The problem:
Copy each of the rows below verbatim, with no change to any word, number, or punctuation mark.

Records for processing:
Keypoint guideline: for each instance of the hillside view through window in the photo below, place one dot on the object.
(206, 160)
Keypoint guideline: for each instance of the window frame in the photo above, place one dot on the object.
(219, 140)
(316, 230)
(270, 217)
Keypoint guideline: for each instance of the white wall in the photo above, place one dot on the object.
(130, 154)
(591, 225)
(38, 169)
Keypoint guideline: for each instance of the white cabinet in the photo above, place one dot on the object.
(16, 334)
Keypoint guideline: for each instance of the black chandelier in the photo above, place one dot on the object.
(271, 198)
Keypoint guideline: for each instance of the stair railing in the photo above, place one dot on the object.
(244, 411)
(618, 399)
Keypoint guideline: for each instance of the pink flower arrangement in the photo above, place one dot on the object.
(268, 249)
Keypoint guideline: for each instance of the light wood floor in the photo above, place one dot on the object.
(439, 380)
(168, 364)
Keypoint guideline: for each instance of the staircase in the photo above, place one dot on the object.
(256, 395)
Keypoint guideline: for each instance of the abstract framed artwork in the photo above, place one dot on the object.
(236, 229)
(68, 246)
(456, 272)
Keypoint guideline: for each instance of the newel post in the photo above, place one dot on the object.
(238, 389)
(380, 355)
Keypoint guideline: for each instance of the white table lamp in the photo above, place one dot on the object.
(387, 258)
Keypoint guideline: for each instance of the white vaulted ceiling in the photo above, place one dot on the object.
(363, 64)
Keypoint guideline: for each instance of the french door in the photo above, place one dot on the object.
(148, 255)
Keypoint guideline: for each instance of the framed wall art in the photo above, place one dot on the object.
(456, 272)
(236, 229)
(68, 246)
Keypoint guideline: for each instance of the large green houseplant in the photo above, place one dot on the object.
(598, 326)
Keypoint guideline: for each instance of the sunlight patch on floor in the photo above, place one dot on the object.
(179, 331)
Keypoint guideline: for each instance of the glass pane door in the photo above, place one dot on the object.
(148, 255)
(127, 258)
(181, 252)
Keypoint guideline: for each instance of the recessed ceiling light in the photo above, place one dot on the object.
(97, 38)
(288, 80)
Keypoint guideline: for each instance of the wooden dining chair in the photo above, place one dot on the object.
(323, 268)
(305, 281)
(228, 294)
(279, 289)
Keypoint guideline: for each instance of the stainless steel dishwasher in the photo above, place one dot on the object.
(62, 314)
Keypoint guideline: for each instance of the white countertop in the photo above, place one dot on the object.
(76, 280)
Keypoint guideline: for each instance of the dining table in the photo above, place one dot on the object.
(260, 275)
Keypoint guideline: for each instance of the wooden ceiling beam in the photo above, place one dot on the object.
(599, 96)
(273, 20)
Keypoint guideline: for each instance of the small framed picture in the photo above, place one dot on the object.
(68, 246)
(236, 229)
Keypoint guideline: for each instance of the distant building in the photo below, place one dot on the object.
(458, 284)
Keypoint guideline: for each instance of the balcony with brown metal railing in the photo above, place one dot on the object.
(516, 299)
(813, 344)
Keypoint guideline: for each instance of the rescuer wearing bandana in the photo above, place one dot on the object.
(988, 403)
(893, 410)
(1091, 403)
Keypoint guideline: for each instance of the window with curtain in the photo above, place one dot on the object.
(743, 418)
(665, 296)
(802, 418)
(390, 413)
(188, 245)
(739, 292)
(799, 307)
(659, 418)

Exercise answer:
Keypoint guideline: for each instance of the hillside view through window in the photo below, place one dot on the object.
(206, 160)
Keypoint guideline: for each instance of the window frame in the photo above, place one dot on the object.
(219, 140)
(316, 230)
(270, 217)
Keypoint guideline: for each instance of the white wall in the photo above, place one dot on the object.
(130, 154)
(591, 225)
(38, 169)
Keypoint guideline: for each instance of the white cabinet in the photo above, place one dot on the object.
(16, 334)
Keypoint guideline: for each instance of the black chandelier in the photo above, place one dot on the object.
(271, 198)
Keypoint guideline: for each instance of the stair railing in the photo above, place one dot on the object.
(244, 411)
(618, 399)
Keypoint guideline: for each instance of the pink flower arrangement in the photo above, place one dot on the object.
(268, 249)
Keypoint guideline: for each instance of the light wood floor in the photo above, place one dot on the object.
(439, 380)
(168, 364)
Keypoint guideline: for each instance of the staircase in the photo above, place one dot on the object.
(256, 395)
Keypoint guideline: for each instance of the abstract framed artwork in the photo above, place one dot on the object.
(236, 229)
(68, 246)
(456, 272)
Keypoint guideline: for each instance of the newel post in the photo above, place one dot on the object.
(238, 389)
(380, 355)
Keypoint guideline: for each instance of the white table lamp in the photo above, place one dot on the object.
(387, 258)
Keypoint guideline: for each instance of the white vaulted ceiling in the photo above, place one dot on the object.
(363, 64)
Keypoint guideline: for each instance of the french door in the photo above, place one dot on the object.
(148, 255)
Keypoint guideline: for each instance of the framed wall art in the photo above, place one dot on the object.
(456, 272)
(236, 229)
(68, 246)
Keypoint guideline: for each instance of the large green houseplant in the photo above, place one dot on the object.
(598, 326)
Keypoint guideline: for each instance of the sunlight patch on floor in the photo above, place one dot on the object.
(179, 331)
Keypoint guideline: for each instance of the glass pane door in the photo above, place one dot on the object.
(148, 255)
(127, 258)
(181, 252)
Keypoint guideline: for each instance of the recessed ceiling light in the photo above, place one dot on the object.
(97, 38)
(288, 80)
Keypoint guideline: for each instance of the wooden dining chair in the photo above, place one dot on the object.
(323, 268)
(305, 281)
(228, 294)
(279, 289)
Keypoint guideline: for each instance of the stainless steel dishwasher in the photo above, place one dot on the object.
(62, 314)
Keypoint guideline: for each instance of the white countertop in the photo above, place one dot on the object.
(76, 280)
Keypoint guideline: for each instance of the dining table in the photo above, place one dot on the object.
(260, 275)
Keypoint guideline: for each instance of the wooden ceiling beam in the photo above, place one dot on the object.
(599, 96)
(273, 20)
Keypoint guideline: for each instance of the small framed picture in the photo above, place one dot on the object.
(68, 246)
(236, 229)
Keypoint guideline: for each instance of the distant building in the photo below, place one dot on the object.
(458, 284)
Keypoint guideline: for each instance of the balcony with brown metal railing in the photo above, place one dot on the object.
(516, 299)
(813, 344)
Keypoint guideline: for each instance of the rescuer wearing bandana in the photo above, place one dot on the object.
(988, 403)
(893, 410)
(1091, 403)
Keypoint guideline: for each instance of the window with curtain in the photo above, place one dot on the object.
(743, 418)
(665, 296)
(802, 418)
(390, 413)
(188, 245)
(739, 292)
(799, 307)
(659, 418)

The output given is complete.